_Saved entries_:
________________________________________
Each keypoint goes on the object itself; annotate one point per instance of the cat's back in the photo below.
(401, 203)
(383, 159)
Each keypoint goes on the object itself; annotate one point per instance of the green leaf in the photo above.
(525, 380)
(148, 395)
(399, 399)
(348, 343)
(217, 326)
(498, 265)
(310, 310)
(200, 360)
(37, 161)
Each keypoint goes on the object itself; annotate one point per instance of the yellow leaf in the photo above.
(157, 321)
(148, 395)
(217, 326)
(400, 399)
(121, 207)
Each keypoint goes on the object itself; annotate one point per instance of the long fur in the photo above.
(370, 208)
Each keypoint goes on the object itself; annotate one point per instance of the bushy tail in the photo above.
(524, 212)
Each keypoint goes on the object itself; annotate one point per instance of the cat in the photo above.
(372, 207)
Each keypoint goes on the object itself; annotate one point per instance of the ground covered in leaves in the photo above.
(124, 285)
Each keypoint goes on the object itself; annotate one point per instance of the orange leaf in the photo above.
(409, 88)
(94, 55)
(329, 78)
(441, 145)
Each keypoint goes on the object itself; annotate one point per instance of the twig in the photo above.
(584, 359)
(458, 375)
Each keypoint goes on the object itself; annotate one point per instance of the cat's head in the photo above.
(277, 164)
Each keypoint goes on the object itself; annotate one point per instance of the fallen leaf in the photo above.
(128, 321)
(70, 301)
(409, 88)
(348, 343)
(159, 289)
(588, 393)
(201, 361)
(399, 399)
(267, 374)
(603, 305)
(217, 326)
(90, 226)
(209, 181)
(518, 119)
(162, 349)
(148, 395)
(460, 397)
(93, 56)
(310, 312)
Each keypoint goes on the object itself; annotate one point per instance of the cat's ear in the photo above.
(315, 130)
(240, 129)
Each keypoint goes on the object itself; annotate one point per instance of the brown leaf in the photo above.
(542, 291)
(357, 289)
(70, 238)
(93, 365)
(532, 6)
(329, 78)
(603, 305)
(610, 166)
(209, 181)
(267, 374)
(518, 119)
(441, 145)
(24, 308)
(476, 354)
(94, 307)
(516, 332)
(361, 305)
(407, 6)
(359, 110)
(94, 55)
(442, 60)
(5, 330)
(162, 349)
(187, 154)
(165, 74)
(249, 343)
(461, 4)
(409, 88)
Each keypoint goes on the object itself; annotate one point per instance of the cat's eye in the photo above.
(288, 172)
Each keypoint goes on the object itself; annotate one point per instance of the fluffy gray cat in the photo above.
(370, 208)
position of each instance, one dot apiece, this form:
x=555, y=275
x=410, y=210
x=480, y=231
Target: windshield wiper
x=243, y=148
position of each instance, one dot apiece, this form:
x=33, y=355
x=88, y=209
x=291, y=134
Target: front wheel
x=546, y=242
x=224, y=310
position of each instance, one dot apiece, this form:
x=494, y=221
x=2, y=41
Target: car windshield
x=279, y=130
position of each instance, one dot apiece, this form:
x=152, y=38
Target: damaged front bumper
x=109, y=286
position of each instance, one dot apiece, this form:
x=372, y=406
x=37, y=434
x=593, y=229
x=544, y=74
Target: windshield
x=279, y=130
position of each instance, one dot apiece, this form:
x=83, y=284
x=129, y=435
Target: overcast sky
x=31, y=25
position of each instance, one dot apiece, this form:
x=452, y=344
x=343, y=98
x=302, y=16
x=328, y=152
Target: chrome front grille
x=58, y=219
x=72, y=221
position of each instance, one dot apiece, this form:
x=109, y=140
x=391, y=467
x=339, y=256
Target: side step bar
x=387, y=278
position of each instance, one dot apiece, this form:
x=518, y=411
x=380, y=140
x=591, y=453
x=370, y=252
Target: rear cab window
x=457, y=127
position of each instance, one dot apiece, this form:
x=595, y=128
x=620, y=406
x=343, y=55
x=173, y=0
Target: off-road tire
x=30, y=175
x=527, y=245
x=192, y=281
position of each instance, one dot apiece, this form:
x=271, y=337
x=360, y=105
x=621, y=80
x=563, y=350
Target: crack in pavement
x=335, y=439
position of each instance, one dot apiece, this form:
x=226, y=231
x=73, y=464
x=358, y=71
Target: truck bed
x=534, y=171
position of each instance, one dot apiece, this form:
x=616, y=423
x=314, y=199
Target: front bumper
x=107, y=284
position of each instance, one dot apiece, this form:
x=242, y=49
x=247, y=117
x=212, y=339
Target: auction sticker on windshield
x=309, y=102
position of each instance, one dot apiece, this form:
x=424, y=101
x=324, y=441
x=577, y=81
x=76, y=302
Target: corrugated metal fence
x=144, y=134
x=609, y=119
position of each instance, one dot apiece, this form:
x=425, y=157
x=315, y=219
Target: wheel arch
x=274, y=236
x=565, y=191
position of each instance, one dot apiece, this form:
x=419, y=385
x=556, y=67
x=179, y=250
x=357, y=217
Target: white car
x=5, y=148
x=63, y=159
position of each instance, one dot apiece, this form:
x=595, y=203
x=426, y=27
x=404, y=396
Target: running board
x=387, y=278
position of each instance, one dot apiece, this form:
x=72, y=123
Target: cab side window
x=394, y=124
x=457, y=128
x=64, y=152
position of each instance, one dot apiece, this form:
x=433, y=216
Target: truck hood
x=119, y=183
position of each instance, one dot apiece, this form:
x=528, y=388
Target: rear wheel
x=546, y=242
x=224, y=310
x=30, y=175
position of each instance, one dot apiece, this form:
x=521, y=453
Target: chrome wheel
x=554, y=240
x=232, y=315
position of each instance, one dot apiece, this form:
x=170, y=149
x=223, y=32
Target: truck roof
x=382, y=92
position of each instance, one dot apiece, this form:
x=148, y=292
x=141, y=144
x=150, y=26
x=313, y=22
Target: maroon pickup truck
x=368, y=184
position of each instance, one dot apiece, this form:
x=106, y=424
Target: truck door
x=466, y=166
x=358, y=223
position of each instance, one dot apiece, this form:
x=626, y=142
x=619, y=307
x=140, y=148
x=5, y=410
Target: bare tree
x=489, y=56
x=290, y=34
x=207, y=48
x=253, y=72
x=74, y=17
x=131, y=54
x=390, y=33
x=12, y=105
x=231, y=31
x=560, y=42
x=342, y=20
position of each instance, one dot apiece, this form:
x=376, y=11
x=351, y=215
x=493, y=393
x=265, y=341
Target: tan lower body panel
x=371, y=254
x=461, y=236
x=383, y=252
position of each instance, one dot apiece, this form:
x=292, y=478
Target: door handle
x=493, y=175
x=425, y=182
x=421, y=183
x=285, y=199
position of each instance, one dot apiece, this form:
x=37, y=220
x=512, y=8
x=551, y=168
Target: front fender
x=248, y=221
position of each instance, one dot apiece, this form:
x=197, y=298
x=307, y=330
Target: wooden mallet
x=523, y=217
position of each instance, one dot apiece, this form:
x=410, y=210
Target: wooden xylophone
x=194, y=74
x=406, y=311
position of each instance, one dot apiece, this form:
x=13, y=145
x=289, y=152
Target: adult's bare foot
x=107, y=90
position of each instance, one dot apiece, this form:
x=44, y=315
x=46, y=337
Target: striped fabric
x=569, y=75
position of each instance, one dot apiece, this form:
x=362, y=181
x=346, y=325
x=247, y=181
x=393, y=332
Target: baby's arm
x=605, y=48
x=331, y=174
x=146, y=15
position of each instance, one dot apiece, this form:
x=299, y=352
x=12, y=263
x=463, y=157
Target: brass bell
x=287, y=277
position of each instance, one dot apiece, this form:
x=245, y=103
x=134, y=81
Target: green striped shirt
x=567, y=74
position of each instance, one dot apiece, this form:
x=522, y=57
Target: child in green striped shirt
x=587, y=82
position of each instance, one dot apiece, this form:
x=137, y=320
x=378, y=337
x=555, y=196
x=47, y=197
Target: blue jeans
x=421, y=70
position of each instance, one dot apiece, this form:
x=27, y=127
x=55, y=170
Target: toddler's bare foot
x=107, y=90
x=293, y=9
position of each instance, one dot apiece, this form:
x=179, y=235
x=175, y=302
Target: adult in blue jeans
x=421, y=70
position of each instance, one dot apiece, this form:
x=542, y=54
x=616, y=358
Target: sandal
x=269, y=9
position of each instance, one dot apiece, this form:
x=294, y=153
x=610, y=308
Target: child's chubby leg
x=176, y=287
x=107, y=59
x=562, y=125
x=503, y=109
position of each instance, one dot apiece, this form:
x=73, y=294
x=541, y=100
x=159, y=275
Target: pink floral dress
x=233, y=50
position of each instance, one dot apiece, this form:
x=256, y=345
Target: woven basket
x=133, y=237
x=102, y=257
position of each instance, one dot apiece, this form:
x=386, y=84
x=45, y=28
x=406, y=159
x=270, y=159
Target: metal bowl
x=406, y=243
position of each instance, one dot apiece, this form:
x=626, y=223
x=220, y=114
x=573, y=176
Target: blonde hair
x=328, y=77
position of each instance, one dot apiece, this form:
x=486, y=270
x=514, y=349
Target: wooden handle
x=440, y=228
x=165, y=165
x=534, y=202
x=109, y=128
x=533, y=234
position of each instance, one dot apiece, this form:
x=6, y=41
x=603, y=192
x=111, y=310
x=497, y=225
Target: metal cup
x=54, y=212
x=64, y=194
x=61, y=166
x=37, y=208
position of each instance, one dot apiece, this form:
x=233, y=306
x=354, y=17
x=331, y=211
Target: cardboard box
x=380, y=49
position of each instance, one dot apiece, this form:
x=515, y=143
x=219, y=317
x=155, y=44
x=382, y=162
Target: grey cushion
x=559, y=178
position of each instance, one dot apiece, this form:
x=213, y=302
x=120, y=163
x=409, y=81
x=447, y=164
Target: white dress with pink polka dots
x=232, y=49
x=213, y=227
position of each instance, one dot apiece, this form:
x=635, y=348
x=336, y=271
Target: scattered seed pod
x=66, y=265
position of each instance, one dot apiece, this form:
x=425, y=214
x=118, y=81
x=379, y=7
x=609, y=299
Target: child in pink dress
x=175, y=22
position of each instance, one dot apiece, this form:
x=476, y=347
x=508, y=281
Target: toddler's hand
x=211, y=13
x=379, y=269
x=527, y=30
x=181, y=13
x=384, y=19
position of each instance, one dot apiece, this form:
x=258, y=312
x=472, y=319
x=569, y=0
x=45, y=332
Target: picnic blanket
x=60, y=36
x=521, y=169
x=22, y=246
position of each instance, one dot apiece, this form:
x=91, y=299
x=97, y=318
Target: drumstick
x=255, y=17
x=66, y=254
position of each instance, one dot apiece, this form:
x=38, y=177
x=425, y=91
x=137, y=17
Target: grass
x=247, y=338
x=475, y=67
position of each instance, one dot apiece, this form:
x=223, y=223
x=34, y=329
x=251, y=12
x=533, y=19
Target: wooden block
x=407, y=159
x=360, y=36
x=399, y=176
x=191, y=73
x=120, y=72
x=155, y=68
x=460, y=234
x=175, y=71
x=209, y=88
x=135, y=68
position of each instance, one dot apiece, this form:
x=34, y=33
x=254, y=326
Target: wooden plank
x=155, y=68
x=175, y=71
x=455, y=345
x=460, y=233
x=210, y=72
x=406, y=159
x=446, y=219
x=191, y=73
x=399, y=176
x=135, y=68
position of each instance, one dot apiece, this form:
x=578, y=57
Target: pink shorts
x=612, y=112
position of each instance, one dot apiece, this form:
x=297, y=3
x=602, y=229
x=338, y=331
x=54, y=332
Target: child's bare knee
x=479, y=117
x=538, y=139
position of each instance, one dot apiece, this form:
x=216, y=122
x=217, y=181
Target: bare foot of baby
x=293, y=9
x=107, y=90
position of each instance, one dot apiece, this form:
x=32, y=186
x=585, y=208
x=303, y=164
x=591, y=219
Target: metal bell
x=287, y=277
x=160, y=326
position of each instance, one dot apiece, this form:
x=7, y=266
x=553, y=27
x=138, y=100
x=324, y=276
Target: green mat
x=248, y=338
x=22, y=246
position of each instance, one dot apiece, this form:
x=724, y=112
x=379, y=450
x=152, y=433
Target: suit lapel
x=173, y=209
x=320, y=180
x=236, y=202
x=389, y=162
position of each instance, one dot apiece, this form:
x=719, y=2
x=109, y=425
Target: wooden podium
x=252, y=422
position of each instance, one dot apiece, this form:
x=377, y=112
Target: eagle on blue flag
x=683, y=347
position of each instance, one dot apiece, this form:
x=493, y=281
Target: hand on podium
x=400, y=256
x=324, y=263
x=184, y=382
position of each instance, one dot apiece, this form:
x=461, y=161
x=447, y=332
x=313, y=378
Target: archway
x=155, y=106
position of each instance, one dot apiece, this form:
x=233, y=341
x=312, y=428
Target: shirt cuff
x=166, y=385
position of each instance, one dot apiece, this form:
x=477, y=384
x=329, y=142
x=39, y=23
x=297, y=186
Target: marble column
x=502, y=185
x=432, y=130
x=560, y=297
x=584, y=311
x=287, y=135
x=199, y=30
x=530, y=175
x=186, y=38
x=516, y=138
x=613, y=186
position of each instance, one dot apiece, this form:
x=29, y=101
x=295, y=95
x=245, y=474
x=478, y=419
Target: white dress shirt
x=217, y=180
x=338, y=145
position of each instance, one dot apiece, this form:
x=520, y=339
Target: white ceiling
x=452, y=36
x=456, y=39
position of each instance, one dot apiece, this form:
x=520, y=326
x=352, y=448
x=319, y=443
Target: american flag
________________________________________
_EXERCISE PROMPT_: Among the entries above, find the line with "x=254, y=326" and the line with "x=312, y=428"; give again exactly these two lines and all lines between them.

_RESPONSE BOX_:
x=254, y=326
Target: wooden plank
x=155, y=68
x=175, y=71
x=455, y=345
x=460, y=233
x=210, y=72
x=406, y=159
x=446, y=219
x=191, y=73
x=399, y=176
x=135, y=68
position of each instance, one dot apiece, this form:
x=578, y=57
Target: pink shorts
x=612, y=112
position of each instance, one dot apiece, this form:
x=297, y=3
x=602, y=229
x=338, y=331
x=54, y=332
Target: child's bare knee
x=479, y=117
x=538, y=139
position of each instance, one dot apiece, this form:
x=216, y=122
x=217, y=181
Target: bare foot of baby
x=293, y=9
x=107, y=90
position of each instance, one dot apiece, this form:
x=32, y=186
x=585, y=208
x=303, y=164
x=591, y=219
Target: metal bell
x=287, y=277
x=160, y=326
position of each instance, one dot apiece, this form:
x=7, y=266
x=553, y=27
x=138, y=100
x=324, y=276
Target: green mat
x=248, y=338
x=22, y=246
position of each instance, one dot apiece, this form:
x=724, y=112
x=379, y=450
x=152, y=433
Target: suit lapel
x=173, y=209
x=320, y=180
x=236, y=202
x=389, y=162
position of each instance, one dot apiece, this form:
x=719, y=2
x=109, y=425
Target: wooden podium
x=252, y=422
position of each instance, one dot apiece, this form:
x=377, y=112
Target: eagle on blue flag
x=683, y=347
position of each instance, one dot apiece, this form:
x=493, y=281
Target: hand on podium
x=400, y=256
x=324, y=263
x=184, y=382
position of each instance, one dot apiece, this form:
x=461, y=161
x=447, y=332
x=313, y=378
Target: archway
x=155, y=106
position of each instance, one dot apiece, this form:
x=233, y=341
x=312, y=428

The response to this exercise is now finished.